→ **TASK TO COMPLETE**
Write out every item below word for word, without changing anything.

[Begin]

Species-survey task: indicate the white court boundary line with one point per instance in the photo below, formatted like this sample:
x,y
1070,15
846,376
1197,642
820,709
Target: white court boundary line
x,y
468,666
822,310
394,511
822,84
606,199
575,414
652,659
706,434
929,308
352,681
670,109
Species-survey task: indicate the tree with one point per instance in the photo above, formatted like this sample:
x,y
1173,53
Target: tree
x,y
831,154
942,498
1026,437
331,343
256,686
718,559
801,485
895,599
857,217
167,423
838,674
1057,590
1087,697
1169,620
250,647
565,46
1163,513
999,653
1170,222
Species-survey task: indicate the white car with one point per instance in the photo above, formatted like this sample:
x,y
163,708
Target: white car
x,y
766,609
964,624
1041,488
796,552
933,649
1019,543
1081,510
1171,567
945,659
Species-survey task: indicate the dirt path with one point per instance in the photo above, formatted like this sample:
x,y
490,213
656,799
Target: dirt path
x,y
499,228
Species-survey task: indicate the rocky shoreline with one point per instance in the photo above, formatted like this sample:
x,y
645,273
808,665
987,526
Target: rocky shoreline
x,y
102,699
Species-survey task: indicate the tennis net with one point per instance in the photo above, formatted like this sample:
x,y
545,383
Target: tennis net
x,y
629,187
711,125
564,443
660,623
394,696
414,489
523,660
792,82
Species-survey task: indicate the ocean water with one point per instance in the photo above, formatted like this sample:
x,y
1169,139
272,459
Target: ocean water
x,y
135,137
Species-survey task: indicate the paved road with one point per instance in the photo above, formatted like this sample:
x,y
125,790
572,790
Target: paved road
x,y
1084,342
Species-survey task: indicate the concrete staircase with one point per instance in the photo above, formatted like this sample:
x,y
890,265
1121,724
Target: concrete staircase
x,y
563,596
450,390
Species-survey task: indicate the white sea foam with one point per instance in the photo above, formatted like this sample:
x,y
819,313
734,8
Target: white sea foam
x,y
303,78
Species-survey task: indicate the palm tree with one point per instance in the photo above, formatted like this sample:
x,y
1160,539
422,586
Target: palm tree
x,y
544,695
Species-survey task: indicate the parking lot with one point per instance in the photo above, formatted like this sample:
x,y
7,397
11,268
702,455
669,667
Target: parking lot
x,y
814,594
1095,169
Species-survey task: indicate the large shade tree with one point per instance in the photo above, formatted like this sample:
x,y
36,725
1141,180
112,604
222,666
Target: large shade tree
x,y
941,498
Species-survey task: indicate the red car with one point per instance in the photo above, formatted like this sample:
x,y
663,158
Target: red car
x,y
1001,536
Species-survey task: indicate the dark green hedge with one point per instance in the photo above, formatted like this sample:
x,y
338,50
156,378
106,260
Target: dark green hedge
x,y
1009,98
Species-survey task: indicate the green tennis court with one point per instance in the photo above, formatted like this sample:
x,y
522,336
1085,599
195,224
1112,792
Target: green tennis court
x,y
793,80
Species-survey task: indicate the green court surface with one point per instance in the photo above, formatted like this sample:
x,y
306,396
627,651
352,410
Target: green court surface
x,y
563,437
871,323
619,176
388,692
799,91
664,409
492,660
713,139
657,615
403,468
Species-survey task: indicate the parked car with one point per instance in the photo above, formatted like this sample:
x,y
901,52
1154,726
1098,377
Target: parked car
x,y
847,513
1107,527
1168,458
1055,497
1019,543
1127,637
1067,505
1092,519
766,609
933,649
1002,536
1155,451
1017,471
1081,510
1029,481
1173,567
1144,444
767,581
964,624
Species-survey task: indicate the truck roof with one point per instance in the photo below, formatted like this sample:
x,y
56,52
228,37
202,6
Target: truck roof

[End]

→ **RESULT FOR THIS EXERCISE**
Species-survey task: indicate the white court boundary line with one point per instance in the photo below, formatted like this sample:
x,y
1070,15
846,376
1197,642
820,709
Target: white court boundary line
x,y
468,666
822,310
394,511
822,84
606,199
575,414
652,659
706,434
929,308
352,681
670,109
Species-survey task: indicate the tree with one point per instance in the photo above, formatted like this sample:
x,y
1173,53
Target: tree
x,y
831,154
942,498
1026,437
331,343
256,686
718,559
801,485
895,599
857,217
167,423
838,674
1057,590
1087,697
1169,620
250,647
565,46
1163,513
999,653
1170,222
Species-survey task: indicate the white car with one point per instance in the photo above, formatted like this sample:
x,y
163,708
Target: white car
x,y
766,609
964,624
1041,488
796,552
933,649
1019,543
1081,510
1171,567
945,659
Species-survey task: indicate the dirt path with one point per instance in the photo above, formatted like this sample:
x,y
490,213
656,799
Target: dirt path
x,y
499,228
Species-survey task: indicate the rocky shoreline with one point per instance in the photo above, formatted like this sample:
x,y
645,273
808,665
987,526
Target: rocky shoreline
x,y
102,699
Species-survey task: indicate the tennis net with one point per instance in the photo above, formatted like this sample:
x,y
545,383
Target: tennis net
x,y
629,187
711,125
564,443
660,623
394,696
414,489
523,660
792,82
Species-survey task: indicate the ocean water with one point per instance in the photo above, formatted like this sample:
x,y
1169,139
272,459
Target: ocean water
x,y
135,137
Species-survey task: indicate the paved road with one point per instance in the photo above, formatted like this sample:
x,y
125,790
572,790
Target: paved road
x,y
1084,342
Species-survey task: indicate the concrete staircase with one point per instance in the photo above, formatted like this sample:
x,y
890,265
1121,724
Target: concrete staircase
x,y
563,596
450,390
Species-survey task: indicate the white sea foam with one point per instance in the photo above, formatted like this sample:
x,y
819,313
734,8
Target: white sea foam
x,y
303,78
Species-survey task: indicate the palm tree with one point per instance in the photo above, formatted like this sample:
x,y
1160,539
422,586
Target: palm tree
x,y
544,695
Species-survey task: indicate the parking lot with one point per instance in the photo above, formatted like this sample:
x,y
7,397
11,268
702,455
669,667
Target: parking lot
x,y
814,594
1095,169
Species-survey task: indicate the large shade tree with one point per instance in the photo above, formatted like this sample:
x,y
36,725
1141,180
112,604
222,666
Target: large shade tree
x,y
941,498
Species-survey task: indicate the red car with one point per instance in the photo above, formatted like this sample:
x,y
663,158
Target: red car
x,y
1001,536
Species-survey task: indicate the dark green hedge with one point per instance in the photo above, formatted like this sample:
x,y
338,50
156,378
106,260
Target: dark green hedge
x,y
1009,98
Species-survey task: indicate the green tennis court with one point per instance in the photo above, formatted like this sample:
x,y
522,336
1085,599
195,224
1112,792
Target: green tennis court
x,y
793,80
Species-survey task: indicate the green court surface with one point per instance in the photo above, formatted like this sample:
x,y
306,396
627,651
352,410
Target: green court surface
x,y
563,437
871,323
619,176
388,692
799,91
664,409
492,660
713,139
657,615
403,468
Species-survey task: indicate the parked car with one point per instance in the photo above, formatted like this sample:
x,y
901,52
1154,726
1098,377
Target: parked car
x,y
847,513
1107,527
1168,458
1055,497
1019,543
1127,637
1067,505
1092,519
766,609
933,649
1002,536
1155,451
1017,471
1081,510
1029,481
1173,567
1144,444
767,581
964,624
Species-survey task: indicate the truck roof with one point per instance in the photo below, formatted like this sample:
x,y
56,52
228,37
202,6
Target: truck roof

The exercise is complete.